**Exercise task:** Please copy the rows below word for word, starting at the first line and ending at the line containing "point(289, 597)", with both of those lines included. Leave the pictures out of your copy.

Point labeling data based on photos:

— start —

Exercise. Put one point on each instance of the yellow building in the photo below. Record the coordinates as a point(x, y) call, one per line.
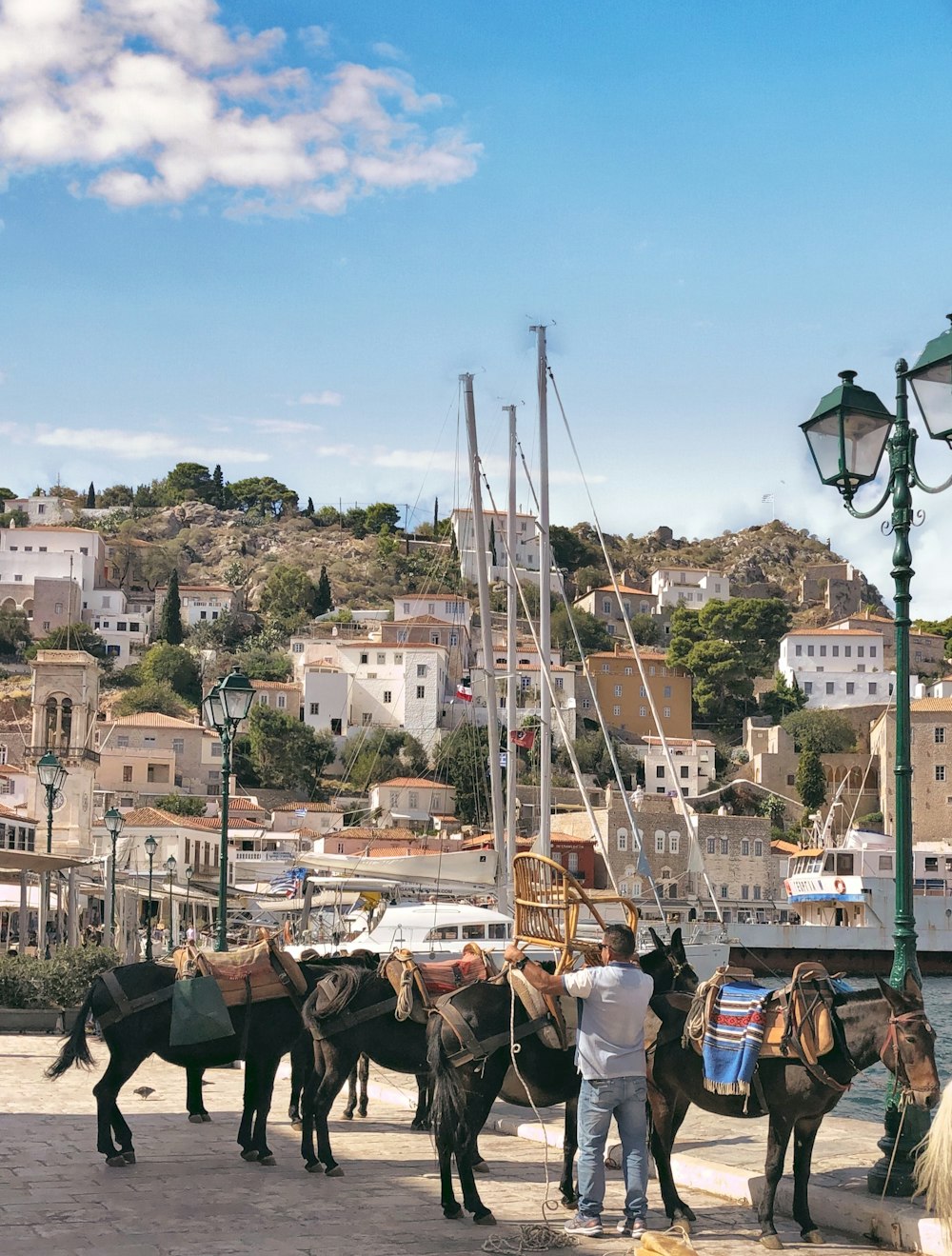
point(624, 697)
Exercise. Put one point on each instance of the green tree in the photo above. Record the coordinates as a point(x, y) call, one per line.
point(181, 804)
point(810, 780)
point(186, 481)
point(264, 496)
point(824, 732)
point(71, 637)
point(169, 621)
point(172, 665)
point(592, 632)
point(325, 599)
point(14, 632)
point(287, 754)
point(156, 696)
point(463, 761)
point(289, 597)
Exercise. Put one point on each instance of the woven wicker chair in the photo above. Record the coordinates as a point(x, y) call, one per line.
point(547, 901)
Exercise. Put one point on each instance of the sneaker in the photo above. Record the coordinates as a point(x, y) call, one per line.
point(632, 1226)
point(579, 1225)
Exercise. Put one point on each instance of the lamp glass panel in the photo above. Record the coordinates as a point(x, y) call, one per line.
point(933, 393)
point(824, 437)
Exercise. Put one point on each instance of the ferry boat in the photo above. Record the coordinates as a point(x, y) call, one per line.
point(845, 900)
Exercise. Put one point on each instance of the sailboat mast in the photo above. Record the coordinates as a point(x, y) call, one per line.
point(545, 728)
point(511, 612)
point(488, 666)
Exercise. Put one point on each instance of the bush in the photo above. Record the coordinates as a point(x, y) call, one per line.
point(60, 981)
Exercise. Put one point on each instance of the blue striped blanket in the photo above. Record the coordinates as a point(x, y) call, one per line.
point(732, 1039)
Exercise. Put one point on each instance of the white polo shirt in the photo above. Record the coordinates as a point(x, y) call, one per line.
point(610, 1034)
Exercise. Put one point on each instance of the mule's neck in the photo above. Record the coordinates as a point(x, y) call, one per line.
point(864, 1027)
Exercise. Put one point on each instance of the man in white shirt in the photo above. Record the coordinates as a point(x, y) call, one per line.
point(610, 1056)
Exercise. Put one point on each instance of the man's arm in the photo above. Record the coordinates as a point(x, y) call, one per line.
point(534, 973)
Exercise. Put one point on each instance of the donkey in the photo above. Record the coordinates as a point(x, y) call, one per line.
point(869, 1025)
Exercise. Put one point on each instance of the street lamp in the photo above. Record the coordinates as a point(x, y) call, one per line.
point(169, 868)
point(51, 775)
point(188, 874)
point(848, 433)
point(150, 846)
point(224, 708)
point(113, 822)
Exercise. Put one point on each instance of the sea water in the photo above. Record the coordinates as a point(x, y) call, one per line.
point(865, 1099)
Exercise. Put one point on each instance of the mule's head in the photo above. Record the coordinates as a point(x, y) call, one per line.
point(908, 1047)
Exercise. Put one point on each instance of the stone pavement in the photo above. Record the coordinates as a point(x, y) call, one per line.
point(189, 1195)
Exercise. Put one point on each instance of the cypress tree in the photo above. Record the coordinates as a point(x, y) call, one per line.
point(169, 625)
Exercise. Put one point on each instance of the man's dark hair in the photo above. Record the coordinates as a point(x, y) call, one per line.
point(620, 940)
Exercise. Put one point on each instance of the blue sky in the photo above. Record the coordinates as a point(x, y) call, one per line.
point(275, 244)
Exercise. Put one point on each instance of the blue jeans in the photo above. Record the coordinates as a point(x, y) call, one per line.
point(622, 1098)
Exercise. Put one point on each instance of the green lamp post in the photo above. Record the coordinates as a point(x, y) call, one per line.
point(51, 775)
point(224, 708)
point(171, 863)
point(848, 433)
point(113, 822)
point(150, 847)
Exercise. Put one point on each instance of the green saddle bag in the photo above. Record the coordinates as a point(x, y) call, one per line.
point(199, 1012)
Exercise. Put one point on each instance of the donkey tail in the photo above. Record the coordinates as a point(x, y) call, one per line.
point(447, 1106)
point(932, 1176)
point(74, 1049)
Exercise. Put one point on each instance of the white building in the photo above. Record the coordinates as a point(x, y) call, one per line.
point(837, 668)
point(693, 765)
point(692, 586)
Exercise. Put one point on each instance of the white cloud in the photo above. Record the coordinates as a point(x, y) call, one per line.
point(158, 101)
point(327, 397)
point(129, 446)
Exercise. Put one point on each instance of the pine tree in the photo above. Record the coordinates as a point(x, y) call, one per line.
point(169, 623)
point(325, 599)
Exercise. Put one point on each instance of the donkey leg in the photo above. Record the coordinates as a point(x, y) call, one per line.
point(778, 1141)
point(348, 1113)
point(193, 1098)
point(363, 1077)
point(803, 1137)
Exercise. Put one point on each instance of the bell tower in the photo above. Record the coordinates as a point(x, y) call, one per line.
point(63, 708)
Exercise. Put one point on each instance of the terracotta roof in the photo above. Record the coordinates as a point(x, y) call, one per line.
point(153, 818)
point(150, 720)
point(832, 632)
point(7, 814)
point(307, 807)
point(409, 783)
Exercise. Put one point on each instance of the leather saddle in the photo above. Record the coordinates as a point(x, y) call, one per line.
point(798, 1019)
point(250, 973)
point(418, 985)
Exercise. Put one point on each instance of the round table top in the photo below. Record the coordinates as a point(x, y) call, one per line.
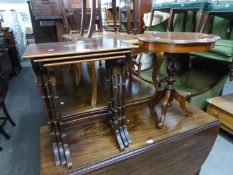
point(177, 37)
point(177, 42)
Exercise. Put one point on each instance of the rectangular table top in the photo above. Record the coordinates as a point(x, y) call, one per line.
point(85, 46)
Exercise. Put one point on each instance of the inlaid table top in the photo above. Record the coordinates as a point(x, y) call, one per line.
point(76, 47)
point(177, 42)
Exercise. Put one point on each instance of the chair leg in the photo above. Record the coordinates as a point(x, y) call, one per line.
point(7, 114)
point(3, 132)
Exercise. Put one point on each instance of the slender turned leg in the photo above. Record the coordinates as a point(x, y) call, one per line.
point(61, 144)
point(7, 114)
point(92, 74)
point(46, 83)
point(116, 104)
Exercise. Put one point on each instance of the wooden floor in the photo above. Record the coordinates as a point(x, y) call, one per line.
point(188, 140)
point(77, 98)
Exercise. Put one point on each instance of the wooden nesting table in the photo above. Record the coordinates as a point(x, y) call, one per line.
point(47, 57)
point(173, 43)
point(179, 148)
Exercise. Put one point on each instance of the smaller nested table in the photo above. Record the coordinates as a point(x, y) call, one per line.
point(173, 43)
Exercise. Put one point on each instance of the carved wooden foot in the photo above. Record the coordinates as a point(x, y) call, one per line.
point(62, 154)
point(182, 101)
point(165, 104)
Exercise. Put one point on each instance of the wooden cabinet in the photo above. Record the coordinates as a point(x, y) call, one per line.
point(46, 8)
point(221, 107)
point(179, 148)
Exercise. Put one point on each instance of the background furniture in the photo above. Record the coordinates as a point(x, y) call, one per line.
point(221, 108)
point(47, 22)
point(211, 79)
point(218, 20)
point(131, 15)
point(179, 148)
point(173, 43)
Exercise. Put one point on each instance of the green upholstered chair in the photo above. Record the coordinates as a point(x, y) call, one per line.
point(196, 83)
point(219, 20)
point(183, 15)
point(192, 14)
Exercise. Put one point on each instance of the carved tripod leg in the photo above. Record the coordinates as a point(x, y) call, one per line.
point(182, 101)
point(165, 103)
point(159, 95)
point(111, 78)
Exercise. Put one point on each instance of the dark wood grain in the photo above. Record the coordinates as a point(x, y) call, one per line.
point(179, 148)
point(75, 47)
point(77, 99)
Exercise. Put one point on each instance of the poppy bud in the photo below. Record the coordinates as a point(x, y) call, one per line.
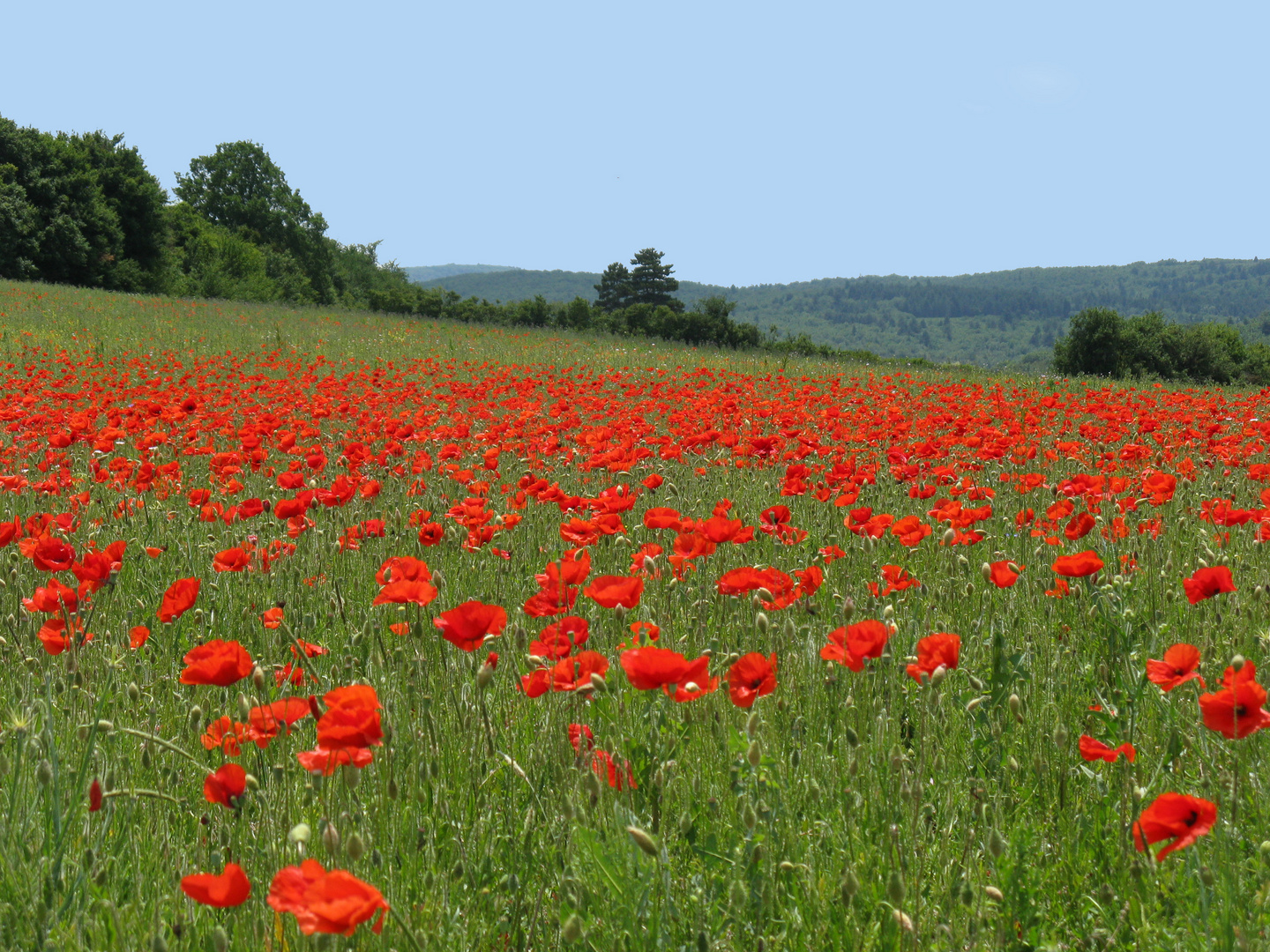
point(643, 841)
point(996, 843)
point(895, 889)
point(850, 886)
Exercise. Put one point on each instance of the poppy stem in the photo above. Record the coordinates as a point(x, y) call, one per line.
point(161, 743)
point(406, 926)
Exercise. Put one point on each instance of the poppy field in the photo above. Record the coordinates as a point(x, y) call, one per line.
point(485, 643)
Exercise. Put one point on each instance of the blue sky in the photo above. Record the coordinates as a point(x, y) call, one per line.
point(750, 143)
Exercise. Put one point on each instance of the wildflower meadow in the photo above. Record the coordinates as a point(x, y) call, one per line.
point(346, 631)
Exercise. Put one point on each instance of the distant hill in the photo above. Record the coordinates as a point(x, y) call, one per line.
point(989, 319)
point(423, 273)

— end —

**Expected answer:**
Exercise. Put one point on each instance of the yellow building in the photo below. Record the coordinates as a point(x, y) call, one per line.
point(624, 697)
Exercise. Put one point on each instance of the green tree in the photo above. Record the coordinates as a point(x, y) call, one per line.
point(181, 804)
point(810, 780)
point(186, 481)
point(264, 496)
point(824, 732)
point(71, 637)
point(169, 621)
point(172, 665)
point(592, 632)
point(325, 599)
point(14, 632)
point(287, 754)
point(156, 696)
point(463, 761)
point(289, 597)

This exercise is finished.